**Saved entries**
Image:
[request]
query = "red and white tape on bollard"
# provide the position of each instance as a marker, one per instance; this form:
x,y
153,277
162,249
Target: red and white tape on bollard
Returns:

**What needs to be done**
All of the entries above need to be output again exactly.

**Completed exercise**
Image:
[request]
query = "red and white tape on bollard"
# provide the position of each instance as a marker, one per instance; this form:
x,y
153,277
162,249
Target: red and white tape on bollard
Returns:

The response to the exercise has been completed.